> **Task material**:
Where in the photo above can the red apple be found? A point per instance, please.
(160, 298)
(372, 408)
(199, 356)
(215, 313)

> **Stated task**:
Return the material above line for line, with no changes.

> **The answer**:
Where in the photo above can the red apple be found? A point per instance, please.
(160, 298)
(372, 408)
(199, 356)
(215, 313)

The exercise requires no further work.